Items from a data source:

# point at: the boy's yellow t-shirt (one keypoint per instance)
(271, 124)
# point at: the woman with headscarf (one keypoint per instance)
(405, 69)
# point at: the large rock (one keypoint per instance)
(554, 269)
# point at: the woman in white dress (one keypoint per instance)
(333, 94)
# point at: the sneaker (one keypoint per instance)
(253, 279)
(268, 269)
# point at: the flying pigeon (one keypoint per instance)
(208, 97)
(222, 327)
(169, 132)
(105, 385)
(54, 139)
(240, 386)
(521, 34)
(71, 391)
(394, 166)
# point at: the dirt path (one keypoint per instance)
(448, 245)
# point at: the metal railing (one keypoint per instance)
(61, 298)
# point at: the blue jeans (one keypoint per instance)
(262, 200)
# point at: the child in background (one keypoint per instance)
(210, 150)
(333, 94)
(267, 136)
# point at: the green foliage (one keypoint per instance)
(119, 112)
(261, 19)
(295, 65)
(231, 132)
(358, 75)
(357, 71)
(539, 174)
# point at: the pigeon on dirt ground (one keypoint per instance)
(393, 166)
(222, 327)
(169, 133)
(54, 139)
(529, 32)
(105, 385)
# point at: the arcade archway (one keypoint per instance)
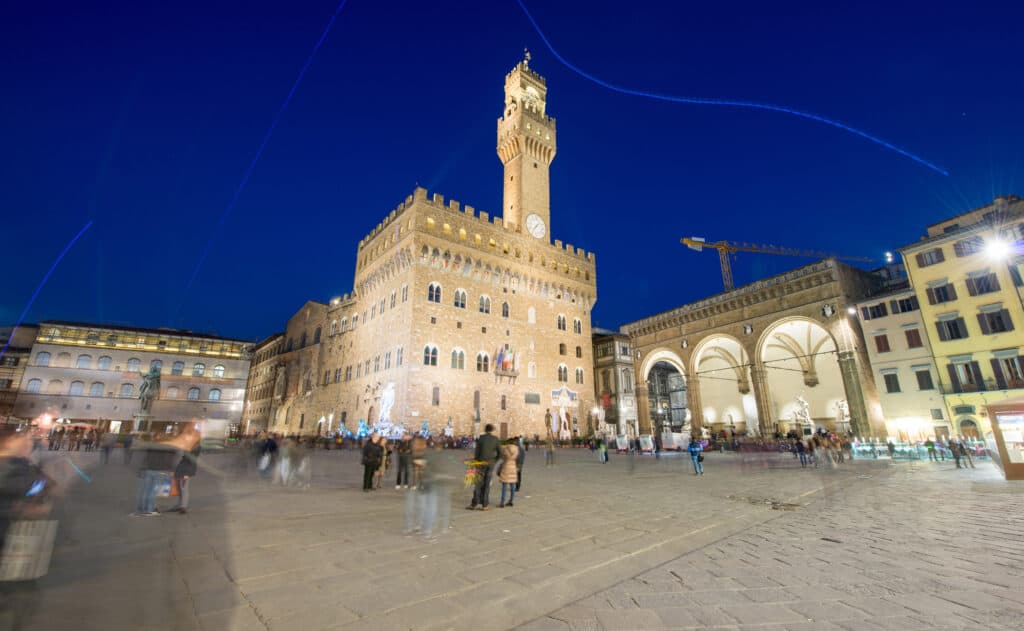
(722, 371)
(800, 360)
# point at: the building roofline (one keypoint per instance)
(162, 331)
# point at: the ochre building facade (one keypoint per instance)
(456, 319)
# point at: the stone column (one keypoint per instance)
(643, 409)
(693, 405)
(762, 398)
(854, 394)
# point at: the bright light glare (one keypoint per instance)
(997, 249)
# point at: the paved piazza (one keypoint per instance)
(761, 545)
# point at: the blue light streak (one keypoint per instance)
(259, 153)
(728, 102)
(39, 288)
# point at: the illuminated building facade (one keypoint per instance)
(455, 316)
(92, 373)
(966, 274)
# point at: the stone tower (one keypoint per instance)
(526, 146)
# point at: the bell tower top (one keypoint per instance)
(526, 146)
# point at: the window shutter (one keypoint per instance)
(953, 379)
(1000, 380)
(976, 370)
(962, 326)
(983, 323)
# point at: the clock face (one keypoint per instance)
(535, 225)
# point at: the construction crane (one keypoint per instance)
(727, 248)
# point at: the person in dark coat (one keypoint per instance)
(487, 448)
(373, 453)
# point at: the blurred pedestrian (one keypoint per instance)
(487, 453)
(159, 462)
(189, 445)
(372, 455)
(404, 452)
(695, 450)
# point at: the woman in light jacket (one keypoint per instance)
(509, 473)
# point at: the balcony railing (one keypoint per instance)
(988, 385)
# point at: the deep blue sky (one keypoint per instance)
(143, 116)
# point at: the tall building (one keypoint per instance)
(454, 316)
(18, 347)
(966, 272)
(904, 369)
(92, 373)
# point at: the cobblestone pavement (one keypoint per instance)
(591, 546)
(921, 546)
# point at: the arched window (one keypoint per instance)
(430, 355)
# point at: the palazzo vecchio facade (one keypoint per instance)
(455, 316)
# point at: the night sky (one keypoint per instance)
(143, 117)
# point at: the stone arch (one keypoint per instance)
(798, 359)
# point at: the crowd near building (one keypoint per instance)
(457, 319)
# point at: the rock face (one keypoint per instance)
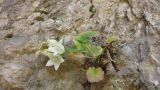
(26, 23)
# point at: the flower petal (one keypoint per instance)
(51, 42)
(60, 41)
(50, 63)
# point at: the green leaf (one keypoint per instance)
(110, 40)
(83, 37)
(94, 50)
(94, 74)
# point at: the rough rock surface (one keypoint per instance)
(26, 23)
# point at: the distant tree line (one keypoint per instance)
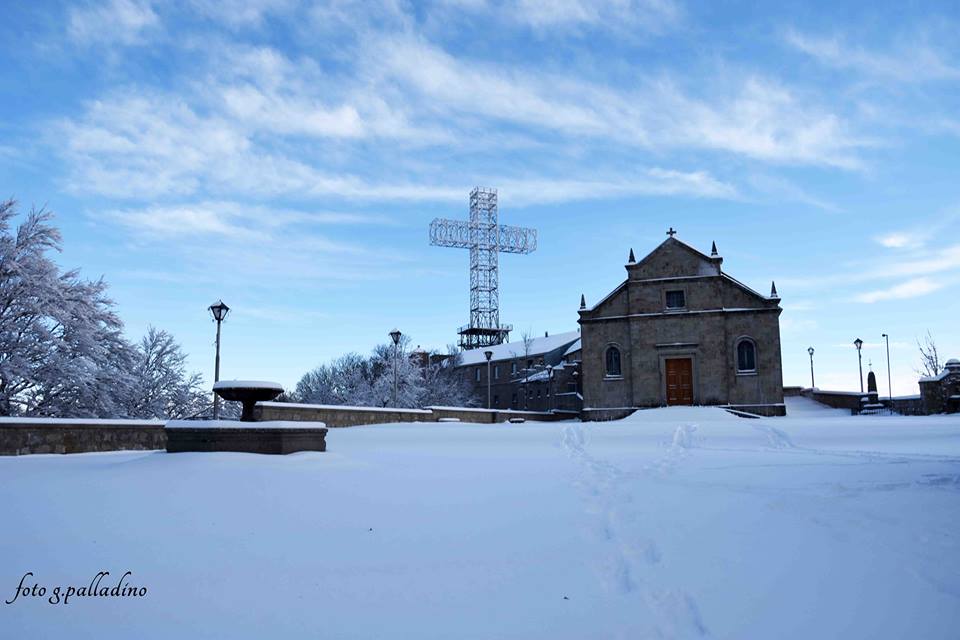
(423, 379)
(62, 350)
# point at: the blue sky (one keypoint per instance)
(288, 156)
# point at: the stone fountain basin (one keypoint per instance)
(247, 392)
(272, 437)
(240, 390)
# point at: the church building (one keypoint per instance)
(680, 331)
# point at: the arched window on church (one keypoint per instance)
(613, 361)
(746, 356)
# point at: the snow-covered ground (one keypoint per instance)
(679, 522)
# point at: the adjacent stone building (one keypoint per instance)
(678, 330)
(536, 374)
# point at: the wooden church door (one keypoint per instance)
(679, 381)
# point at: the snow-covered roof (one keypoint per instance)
(576, 346)
(236, 424)
(511, 350)
(937, 378)
(539, 376)
(295, 405)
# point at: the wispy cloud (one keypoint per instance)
(912, 62)
(649, 15)
(753, 117)
(909, 289)
(112, 21)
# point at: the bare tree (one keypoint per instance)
(930, 364)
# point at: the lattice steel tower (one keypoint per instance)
(486, 239)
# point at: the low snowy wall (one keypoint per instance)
(20, 436)
(600, 415)
(342, 416)
(836, 399)
(466, 414)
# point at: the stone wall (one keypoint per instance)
(836, 399)
(20, 436)
(340, 416)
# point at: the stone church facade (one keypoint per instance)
(680, 331)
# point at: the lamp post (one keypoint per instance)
(488, 355)
(889, 379)
(858, 343)
(395, 336)
(219, 311)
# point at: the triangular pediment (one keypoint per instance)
(672, 259)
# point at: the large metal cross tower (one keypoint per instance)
(485, 238)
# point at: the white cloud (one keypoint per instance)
(752, 116)
(901, 240)
(652, 15)
(909, 289)
(113, 21)
(240, 13)
(913, 62)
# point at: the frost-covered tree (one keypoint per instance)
(62, 352)
(930, 364)
(444, 386)
(345, 380)
(161, 386)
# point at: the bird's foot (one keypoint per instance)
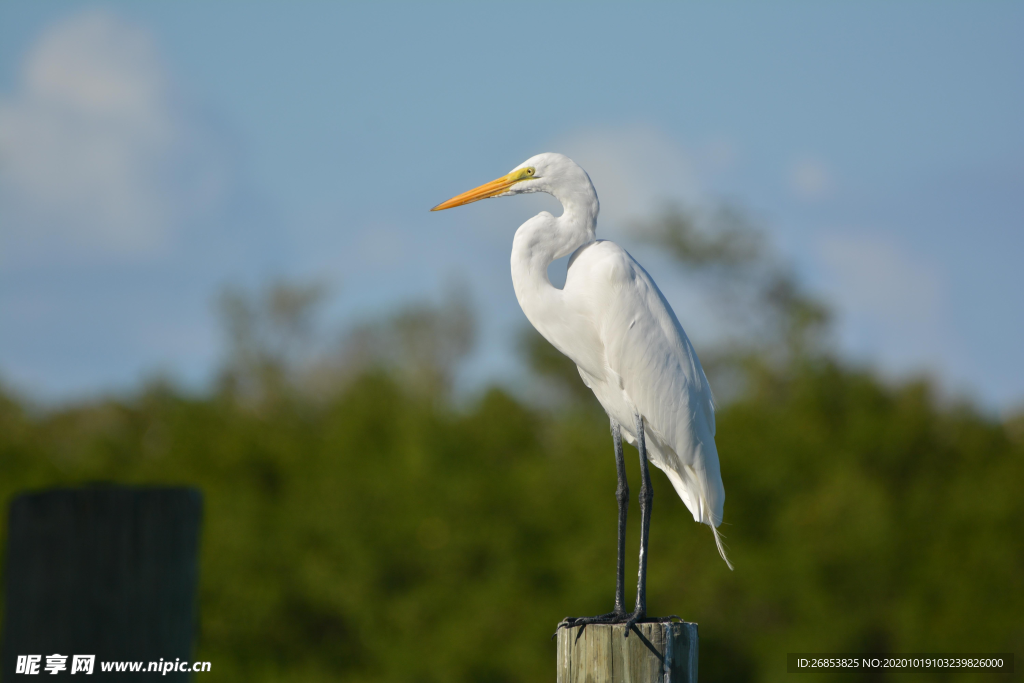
(584, 622)
(630, 620)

Objective: Leave out the pictures and copy the rest of the material above exactly.

Answer to this problem:
# point at: the boy's yellow t-shirt (one keypoint per instance)
(271, 124)
# point at: the woman with headscarf (one keypoint per instance)
(405, 69)
# point at: the large rock (one keypoint per instance)
(554, 269)
# point at: the woman in white dress (one keypoint per instance)
(333, 94)
# point at: the sneaker (one keypoint per instance)
(253, 279)
(268, 269)
# point at: the flying pigeon (one keypoint per instance)
(208, 97)
(222, 327)
(169, 132)
(105, 385)
(54, 139)
(240, 386)
(521, 34)
(71, 391)
(394, 166)
# point at: the dirt path (one keypoint per instance)
(448, 245)
# point at: the metal railing (one keypoint per instance)
(61, 298)
# point at: the blue jeans (one keypoint per instance)
(262, 200)
# point at: the child in background (one keypoint per instance)
(210, 150)
(333, 94)
(267, 136)
# point at: the green foliage (one keypoint per instance)
(119, 112)
(261, 19)
(295, 65)
(231, 132)
(358, 75)
(357, 71)
(539, 174)
# point at: the pigeon on dirt ground (one keypoint per instance)
(393, 166)
(222, 327)
(169, 133)
(54, 139)
(529, 32)
(105, 385)
# point at: the arcade archway (one keypoint per instance)
(722, 371)
(800, 360)
# point at: the building roofline (one keypoint per instance)
(162, 331)
# point at: the ochre building facade (one keypoint per instance)
(456, 319)
# point at: the stone column (one keypoint per instance)
(643, 409)
(693, 405)
(762, 398)
(854, 394)
# point at: the bright light glare (one keypoint per instance)
(997, 249)
# point at: the paved piazza (one keypoint per instance)
(761, 545)
# point at: the blue light streak (one keypoint per instance)
(259, 153)
(728, 102)
(39, 288)
# point at: the illuminated building facade (one keypoint per instance)
(455, 316)
(92, 373)
(966, 274)
# point at: the stone tower (one keypoint per instance)
(526, 146)
# point at: the bell tower top (one keypoint per instance)
(526, 146)
# point at: the window shutter (one keypoint per instance)
(953, 379)
(1000, 380)
(976, 370)
(962, 326)
(983, 323)
# point at: the clock face (one keypoint per instance)
(535, 225)
# point at: the construction crane (one keypoint per instance)
(727, 248)
# point at: the person in dark coat (one keypoint per instance)
(487, 448)
(373, 453)
# point at: the blurred pedestrian (one keypoint per instance)
(487, 453)
(159, 462)
(189, 445)
(372, 455)
(404, 452)
(695, 450)
# point at: the woman in light jacket (one keypoint per instance)
(509, 473)
# point at: the balcony railing (one keypoint per instance)
(988, 385)
# point at: the deep blue sky (one keypoint per instance)
(143, 116)
# point at: the tall building (one keypoint per instance)
(454, 316)
(18, 347)
(966, 272)
(904, 369)
(92, 373)
# point at: the cobblestone pavement (one keypoint per instance)
(591, 546)
(921, 546)
# point at: the arched window (one keypoint per instance)
(430, 355)
# point at: the palazzo vecchio facade (one keypoint per instance)
(455, 316)
# point at: the night sky (one keypoint per instance)
(143, 117)
# point at: the stone arch (one keypoint per instance)
(798, 359)
# point at: the crowd near building (one keypoint per instance)
(457, 319)
# point at: the rock face (one keypoint per instance)
(26, 23)
# point at: the flower petal (one keypoint per instance)
(51, 42)
(60, 41)
(50, 63)
# point at: the green leaf (one keypoint per instance)
(110, 40)
(83, 37)
(94, 50)
(94, 74)
# point at: the rough rock surface (one keypoint per instance)
(26, 23)
# point at: the distant tree line (one keypoint per instance)
(423, 379)
(62, 350)
# point at: the blue sky (one keypoint per instance)
(288, 156)
# point at: the stone fountain basin (one keypoint per instance)
(247, 392)
(272, 437)
(240, 390)
# point at: the church building (one keypoint per instance)
(680, 331)
# point at: the arched window on church (one keypoint per instance)
(613, 361)
(746, 356)
# point at: the snow-covered ground (one keypoint per instance)
(679, 522)
# point at: the adjacent stone building (one keypoint per instance)
(678, 330)
(536, 374)
# point at: the wooden church door (one keypoint per instance)
(679, 381)
# point at: the snow-covered roof (one keypoint per instance)
(576, 346)
(236, 424)
(511, 350)
(937, 378)
(539, 376)
(295, 405)
# point at: the wispy cloud (one keypoint per instance)
(912, 62)
(649, 15)
(753, 117)
(909, 289)
(112, 21)
# point at: the bare tree (one keypoint per instance)
(930, 364)
# point at: the lattice steel tower (one keypoint per instance)
(486, 239)
# point at: the low snowy wall (one keypoint per instance)
(20, 436)
(600, 415)
(342, 416)
(836, 399)
(466, 414)
# point at: the stone wall (one keypoint per instance)
(836, 399)
(20, 436)
(340, 416)
# point at: the stone church facade (one keypoint per instance)
(680, 331)
# point at: the lamp post (one keypoint per instance)
(488, 355)
(889, 379)
(858, 343)
(395, 336)
(219, 311)
# point at: the triangular pediment (one keypoint per instance)
(672, 259)
# point at: the large metal cross tower (one keypoint per instance)
(485, 238)
# point at: the white cloud (one keypoint per instance)
(752, 116)
(901, 240)
(652, 15)
(909, 289)
(113, 21)
(240, 13)
(913, 62)
# point at: the frost-covered tree (one keypoint per instance)
(62, 352)
(930, 364)
(444, 386)
(345, 380)
(161, 386)
# point at: the bird's foot (one keypoint per instance)
(584, 622)
(630, 620)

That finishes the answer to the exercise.